• **GOAL A**: List every film or television title, other than Contraband, that the cast notes below name.

J.K. Simmons was asked to join the cast as Captain Camp, a character who offers a mix of authority and humor. “He knows Chris,” explains Kormákur. “His father has a history with him. Chris doesn’t mind going on the boat to make life difficult for the captain. Better the devil you know than the one you don’t. There’s instant rivalry because Camp knows Chris left as the most accomplished smuggler of New Orleans, and now he’s back. Camp knows he’s up to something, so he is on Chris’ back trying to figure out what the hell he’s doing. It’s a cat-and-mouse play.”
Simmons says that there was a running joke among the character’s shipmates about his obsession with vacuuming. Discussing the part, he laughs: “There’s a little Felix Ungar i n t h e captain, so he likes to keep the ship clean. That is part of his feeling at home.” He may have a predilection for staying clean, but there’s no doubt that Camp plays dir ty. “I like to keep up the appearances of being the noble captain, but I’m a bit of a scumbag. If anybody’s trying to run anything on my ship, they include me and I get a payoff. Bud Farraday, Chris’ dad, wasn’t interested in doing that, so I made arrangements to have Bud take a long-term vacation…”
Lukas Haas, who has worked with Ben Foster on the feature Alpha Dog and Giovanni Ribisi on Gardener of Eden, as well as on a two-episode storyline on Levinson and Wahlberg’s Entourage, joined the project as Danny Raymer, a close friend of Chris’ who goes with him to Panama to try to fix the botched deal made by Andy. “We tested a lot of guys and when Lukas read with Mark, they had such good chemistry,” recalls Kormákur.
Diego Luna, whose breakthrough role came in Alfonso Cuarón’s Y Tu Mamá También, was cast as Panamanian drug runner Gonzalo, the final obstacle for Chris before he can return to New Orleans and erase his brother-in-law’s debt. When Chris discovers the counterfeit cash he has been planning to bring back to the States is unusable, Chris turns to Gonzalo for help. Little does Chris know just how much it will cost to help the former petty criminal who now sees himself as a kingpin.
Notes producer Fellner: “Diego has this ability to take what could easily be a stock character and transform him into something very unexpected. We see that Gonzalo has risen his way through the ranks to become one of the heads of this Panamanian cartel, and at any moment, he could snap and kill the men in Chris’ crew. It takes an actor of Diego’s caliber to create a character that walks the fine line between opportunistic thug and unhinged psychopath.”
Additional supporting parts in Contraband belong to Wanted’s DAVID O’HARA as Louisiana crime kingpin Jim Church; television’s Sons of Anarchy’s WILLIAM LUCKING as Chris’ father, Bud Farraday; and Reykjavik- Rotterdam’s ÓLAFUR DARRI ÓLAFSSON as the ship’s easily stressed engineer, Igor.

• **GOAL B**: Please write out the entries that come after the cast notes, from the line with "Should you be willing to segment every instance of the dusk" to the line with "94L309 1L11 0L2", both lines included.

• **THE RECORDS**:
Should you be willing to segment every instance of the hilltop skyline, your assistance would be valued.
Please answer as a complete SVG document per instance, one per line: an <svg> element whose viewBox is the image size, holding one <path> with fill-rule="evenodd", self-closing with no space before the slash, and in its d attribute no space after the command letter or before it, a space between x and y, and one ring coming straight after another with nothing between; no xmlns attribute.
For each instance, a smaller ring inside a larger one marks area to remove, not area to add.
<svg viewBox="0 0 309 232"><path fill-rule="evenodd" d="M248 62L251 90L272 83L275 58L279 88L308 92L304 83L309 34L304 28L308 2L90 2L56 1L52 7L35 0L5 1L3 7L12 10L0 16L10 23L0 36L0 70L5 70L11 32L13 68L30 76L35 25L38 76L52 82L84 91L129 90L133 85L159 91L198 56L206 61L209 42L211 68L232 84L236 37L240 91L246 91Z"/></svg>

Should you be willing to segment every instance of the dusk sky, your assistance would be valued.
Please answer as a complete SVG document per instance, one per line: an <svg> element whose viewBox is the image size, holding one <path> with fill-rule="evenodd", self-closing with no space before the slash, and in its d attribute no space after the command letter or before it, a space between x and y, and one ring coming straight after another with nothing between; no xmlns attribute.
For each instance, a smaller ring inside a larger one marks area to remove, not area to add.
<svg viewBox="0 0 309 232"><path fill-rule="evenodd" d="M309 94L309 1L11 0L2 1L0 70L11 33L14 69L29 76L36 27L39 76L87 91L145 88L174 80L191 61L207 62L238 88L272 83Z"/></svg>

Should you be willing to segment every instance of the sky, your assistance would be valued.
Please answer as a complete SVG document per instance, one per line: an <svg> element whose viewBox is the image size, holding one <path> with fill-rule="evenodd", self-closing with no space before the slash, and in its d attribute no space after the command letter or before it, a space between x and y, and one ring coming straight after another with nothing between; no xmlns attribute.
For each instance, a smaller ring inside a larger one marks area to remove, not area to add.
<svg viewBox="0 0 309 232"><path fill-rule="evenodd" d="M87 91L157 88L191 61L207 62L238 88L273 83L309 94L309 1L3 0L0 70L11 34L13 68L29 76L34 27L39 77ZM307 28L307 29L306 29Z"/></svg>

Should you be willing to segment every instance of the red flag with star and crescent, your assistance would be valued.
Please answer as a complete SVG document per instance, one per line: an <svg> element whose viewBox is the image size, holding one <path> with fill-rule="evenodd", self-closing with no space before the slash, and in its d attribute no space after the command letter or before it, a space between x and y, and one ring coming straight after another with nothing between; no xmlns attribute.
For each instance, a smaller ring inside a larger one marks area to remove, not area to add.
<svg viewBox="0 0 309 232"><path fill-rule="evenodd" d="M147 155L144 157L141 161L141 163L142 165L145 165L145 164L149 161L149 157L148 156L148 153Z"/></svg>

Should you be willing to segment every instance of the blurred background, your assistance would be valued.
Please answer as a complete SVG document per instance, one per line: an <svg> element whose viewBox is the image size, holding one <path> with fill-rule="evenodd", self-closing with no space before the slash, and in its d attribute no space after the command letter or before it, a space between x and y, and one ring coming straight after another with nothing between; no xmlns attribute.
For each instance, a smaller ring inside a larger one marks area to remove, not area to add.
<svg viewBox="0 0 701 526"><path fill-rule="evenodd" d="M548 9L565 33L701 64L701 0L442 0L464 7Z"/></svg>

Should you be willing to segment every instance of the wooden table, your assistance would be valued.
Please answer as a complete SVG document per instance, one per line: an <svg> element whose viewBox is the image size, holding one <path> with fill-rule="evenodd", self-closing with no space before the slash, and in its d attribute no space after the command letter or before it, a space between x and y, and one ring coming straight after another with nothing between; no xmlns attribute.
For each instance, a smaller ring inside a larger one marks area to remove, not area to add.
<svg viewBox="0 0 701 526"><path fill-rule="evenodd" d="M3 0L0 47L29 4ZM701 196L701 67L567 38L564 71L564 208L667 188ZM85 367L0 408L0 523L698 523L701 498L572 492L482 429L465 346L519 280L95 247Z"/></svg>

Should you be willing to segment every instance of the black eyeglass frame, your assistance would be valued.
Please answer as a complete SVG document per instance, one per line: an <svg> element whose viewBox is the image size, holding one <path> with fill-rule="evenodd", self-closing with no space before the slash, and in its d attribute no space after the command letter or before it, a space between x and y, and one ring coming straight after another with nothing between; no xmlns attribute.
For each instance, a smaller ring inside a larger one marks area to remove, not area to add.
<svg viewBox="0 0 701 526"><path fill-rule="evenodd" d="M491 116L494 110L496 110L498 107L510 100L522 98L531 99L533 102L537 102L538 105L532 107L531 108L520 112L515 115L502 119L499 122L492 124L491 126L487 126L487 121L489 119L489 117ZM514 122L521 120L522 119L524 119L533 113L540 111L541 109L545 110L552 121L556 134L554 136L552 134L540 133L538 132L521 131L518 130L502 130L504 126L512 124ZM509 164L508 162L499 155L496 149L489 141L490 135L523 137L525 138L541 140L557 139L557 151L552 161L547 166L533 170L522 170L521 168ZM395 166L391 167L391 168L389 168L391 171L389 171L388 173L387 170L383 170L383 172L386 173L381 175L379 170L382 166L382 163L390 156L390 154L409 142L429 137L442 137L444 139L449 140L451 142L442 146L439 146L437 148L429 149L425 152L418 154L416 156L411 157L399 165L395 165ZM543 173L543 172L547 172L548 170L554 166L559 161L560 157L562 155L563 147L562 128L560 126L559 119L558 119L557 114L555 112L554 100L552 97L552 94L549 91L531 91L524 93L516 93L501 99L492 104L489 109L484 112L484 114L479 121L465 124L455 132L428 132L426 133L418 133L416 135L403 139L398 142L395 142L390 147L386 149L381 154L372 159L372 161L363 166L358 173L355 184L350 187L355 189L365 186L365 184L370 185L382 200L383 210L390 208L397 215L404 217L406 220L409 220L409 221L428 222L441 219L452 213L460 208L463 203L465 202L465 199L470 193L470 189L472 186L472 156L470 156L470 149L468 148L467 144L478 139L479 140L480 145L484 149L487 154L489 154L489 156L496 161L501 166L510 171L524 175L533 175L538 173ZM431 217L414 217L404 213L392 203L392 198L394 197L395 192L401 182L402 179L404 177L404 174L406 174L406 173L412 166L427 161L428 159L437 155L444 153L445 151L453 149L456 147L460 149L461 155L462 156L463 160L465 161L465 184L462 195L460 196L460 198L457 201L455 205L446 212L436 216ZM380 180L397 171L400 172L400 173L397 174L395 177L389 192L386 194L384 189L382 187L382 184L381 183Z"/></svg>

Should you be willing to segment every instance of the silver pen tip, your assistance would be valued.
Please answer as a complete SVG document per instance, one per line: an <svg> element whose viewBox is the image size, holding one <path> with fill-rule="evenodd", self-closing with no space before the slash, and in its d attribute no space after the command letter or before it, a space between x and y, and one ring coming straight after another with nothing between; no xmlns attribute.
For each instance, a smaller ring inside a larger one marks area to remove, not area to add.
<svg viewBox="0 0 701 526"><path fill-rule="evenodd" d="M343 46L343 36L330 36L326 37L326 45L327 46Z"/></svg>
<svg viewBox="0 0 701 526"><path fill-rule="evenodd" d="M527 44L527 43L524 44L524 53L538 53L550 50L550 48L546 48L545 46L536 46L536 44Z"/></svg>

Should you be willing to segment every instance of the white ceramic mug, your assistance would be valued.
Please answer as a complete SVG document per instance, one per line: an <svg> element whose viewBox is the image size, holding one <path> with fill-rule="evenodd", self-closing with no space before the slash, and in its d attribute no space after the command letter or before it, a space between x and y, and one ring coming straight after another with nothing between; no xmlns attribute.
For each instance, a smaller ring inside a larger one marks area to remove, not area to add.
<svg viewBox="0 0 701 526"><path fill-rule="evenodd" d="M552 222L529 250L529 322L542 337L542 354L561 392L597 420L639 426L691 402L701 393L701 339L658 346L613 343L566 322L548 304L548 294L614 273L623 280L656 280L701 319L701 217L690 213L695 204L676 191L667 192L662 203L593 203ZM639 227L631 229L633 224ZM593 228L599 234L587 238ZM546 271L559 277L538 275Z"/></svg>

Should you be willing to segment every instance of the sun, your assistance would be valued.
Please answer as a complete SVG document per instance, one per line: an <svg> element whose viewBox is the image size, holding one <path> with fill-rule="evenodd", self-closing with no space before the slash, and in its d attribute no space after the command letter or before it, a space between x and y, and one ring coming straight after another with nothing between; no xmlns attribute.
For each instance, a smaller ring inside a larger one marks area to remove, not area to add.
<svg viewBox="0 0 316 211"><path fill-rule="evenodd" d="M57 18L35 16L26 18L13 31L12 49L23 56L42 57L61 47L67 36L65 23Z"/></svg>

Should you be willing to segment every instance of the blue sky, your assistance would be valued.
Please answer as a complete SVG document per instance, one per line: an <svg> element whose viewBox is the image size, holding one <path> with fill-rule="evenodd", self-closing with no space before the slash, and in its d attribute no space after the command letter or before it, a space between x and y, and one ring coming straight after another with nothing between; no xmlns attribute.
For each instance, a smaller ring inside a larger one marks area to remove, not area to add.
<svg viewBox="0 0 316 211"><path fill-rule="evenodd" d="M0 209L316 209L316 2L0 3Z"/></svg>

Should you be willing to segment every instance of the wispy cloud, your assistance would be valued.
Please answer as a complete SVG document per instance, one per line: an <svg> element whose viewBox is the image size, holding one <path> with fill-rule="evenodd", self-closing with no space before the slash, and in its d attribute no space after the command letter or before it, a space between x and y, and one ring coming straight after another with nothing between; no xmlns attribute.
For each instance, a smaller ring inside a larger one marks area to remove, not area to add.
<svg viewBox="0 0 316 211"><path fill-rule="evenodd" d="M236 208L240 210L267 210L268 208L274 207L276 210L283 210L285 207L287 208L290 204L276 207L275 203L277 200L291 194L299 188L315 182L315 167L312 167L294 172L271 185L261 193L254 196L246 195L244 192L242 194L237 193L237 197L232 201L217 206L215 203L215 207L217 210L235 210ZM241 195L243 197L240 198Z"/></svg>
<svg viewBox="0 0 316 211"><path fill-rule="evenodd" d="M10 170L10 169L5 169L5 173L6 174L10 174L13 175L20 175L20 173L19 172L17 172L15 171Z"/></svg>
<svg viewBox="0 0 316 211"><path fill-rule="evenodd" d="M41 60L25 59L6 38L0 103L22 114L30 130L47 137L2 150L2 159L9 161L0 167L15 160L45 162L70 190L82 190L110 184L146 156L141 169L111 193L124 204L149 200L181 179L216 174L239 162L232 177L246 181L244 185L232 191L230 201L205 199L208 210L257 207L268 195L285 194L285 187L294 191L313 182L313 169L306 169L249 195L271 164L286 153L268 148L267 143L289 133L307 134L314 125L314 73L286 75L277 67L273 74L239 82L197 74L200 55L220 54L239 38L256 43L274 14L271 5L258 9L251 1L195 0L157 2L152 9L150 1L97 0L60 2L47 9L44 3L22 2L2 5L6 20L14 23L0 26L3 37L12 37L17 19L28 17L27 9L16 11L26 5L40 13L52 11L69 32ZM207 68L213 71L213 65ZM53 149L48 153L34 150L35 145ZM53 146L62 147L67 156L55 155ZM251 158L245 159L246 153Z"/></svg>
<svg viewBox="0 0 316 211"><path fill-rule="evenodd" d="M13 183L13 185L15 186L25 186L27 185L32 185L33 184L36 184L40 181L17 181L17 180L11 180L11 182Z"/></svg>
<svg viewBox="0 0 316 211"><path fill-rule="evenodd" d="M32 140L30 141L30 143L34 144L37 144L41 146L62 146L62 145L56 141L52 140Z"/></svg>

---

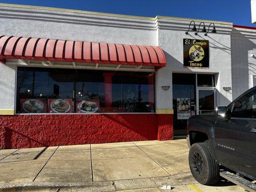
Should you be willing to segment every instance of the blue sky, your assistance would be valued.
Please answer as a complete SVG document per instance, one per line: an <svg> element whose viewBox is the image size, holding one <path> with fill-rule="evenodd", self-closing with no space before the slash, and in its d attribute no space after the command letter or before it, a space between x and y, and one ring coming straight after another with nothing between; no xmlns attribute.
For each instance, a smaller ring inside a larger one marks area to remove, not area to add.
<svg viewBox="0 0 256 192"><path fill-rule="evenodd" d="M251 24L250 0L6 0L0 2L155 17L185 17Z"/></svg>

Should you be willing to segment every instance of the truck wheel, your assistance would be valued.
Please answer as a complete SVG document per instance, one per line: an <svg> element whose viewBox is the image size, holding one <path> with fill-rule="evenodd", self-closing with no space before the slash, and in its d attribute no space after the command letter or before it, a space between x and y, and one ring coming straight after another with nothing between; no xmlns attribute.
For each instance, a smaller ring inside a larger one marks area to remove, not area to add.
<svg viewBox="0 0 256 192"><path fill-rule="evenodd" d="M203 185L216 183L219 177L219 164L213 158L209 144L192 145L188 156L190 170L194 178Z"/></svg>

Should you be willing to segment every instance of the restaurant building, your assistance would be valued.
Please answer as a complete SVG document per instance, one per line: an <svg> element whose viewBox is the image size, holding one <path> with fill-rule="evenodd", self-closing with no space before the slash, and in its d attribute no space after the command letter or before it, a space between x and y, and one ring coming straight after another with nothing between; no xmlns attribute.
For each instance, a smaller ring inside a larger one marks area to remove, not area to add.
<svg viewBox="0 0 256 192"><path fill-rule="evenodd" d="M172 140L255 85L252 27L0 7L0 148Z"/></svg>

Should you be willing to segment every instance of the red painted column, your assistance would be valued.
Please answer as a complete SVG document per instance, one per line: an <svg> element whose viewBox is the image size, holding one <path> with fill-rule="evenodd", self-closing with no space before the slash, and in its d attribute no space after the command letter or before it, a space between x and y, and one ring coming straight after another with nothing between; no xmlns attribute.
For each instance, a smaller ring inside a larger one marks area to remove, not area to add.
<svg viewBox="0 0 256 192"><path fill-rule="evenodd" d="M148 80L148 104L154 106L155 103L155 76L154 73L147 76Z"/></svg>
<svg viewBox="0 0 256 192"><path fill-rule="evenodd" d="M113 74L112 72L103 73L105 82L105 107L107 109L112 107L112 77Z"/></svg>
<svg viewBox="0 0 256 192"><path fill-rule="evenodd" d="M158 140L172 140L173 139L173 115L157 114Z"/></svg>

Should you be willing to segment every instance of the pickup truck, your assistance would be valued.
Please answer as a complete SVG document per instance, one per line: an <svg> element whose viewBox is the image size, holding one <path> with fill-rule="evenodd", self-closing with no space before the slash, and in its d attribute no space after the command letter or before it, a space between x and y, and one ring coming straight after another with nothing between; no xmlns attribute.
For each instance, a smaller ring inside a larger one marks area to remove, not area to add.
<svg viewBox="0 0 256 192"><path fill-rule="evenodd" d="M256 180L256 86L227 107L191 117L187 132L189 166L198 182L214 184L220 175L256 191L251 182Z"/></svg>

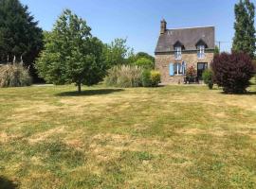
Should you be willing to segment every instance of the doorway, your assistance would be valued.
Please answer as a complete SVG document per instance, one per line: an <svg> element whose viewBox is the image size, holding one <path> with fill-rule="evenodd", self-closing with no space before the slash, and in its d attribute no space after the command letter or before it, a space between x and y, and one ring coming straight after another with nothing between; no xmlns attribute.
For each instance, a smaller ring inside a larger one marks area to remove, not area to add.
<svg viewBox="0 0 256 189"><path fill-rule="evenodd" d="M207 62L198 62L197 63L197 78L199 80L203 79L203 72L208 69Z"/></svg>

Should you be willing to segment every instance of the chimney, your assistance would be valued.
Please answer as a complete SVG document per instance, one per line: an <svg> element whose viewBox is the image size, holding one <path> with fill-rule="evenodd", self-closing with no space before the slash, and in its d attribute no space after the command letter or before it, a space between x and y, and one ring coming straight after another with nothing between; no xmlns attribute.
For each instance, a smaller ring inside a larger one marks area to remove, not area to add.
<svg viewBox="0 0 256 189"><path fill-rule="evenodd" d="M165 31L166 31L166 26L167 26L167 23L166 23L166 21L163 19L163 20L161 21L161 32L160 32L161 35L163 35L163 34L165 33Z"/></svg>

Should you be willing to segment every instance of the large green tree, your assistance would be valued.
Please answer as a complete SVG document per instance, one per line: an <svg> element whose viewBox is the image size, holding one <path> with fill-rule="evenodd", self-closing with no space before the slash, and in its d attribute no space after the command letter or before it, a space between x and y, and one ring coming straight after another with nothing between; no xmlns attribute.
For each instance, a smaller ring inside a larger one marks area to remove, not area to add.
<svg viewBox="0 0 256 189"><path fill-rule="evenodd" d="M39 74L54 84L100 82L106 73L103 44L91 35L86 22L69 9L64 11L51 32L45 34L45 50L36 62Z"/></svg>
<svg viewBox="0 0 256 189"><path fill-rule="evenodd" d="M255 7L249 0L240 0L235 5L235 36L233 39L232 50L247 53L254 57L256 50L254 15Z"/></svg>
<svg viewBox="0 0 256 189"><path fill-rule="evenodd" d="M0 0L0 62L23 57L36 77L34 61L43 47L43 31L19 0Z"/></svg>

• **CORRECT OUTPUT A**:
Alpha Dog
Gardener of Eden
Entourage
Y Tu Mamá También
Wanted
Sons of Anarchy
Reykjavik-Rotterdam

• **CORRECT OUTPUT B**:
Should you be willing to segment every instance of the dusk sky, your assistance would be valued.
Please answer as a complete SVG document per instance, one per line: an <svg> element whose viewBox is the image size, holding one <path> with fill-rule="evenodd", self-closing with no space before the slash, and in its d attribute no space after the command letter or before it, a space between x and y, and one ring coming straight after another with nothing between; no xmlns attribute.
For each instance, a smaller ring inside a larger one marks area to remove, not area to add.
<svg viewBox="0 0 309 232"><path fill-rule="evenodd" d="M309 94L309 1L11 0L2 1L0 70L11 33L14 69L29 76L36 27L39 76L87 91L145 88L174 80L191 61L207 62L238 88L272 83Z"/></svg>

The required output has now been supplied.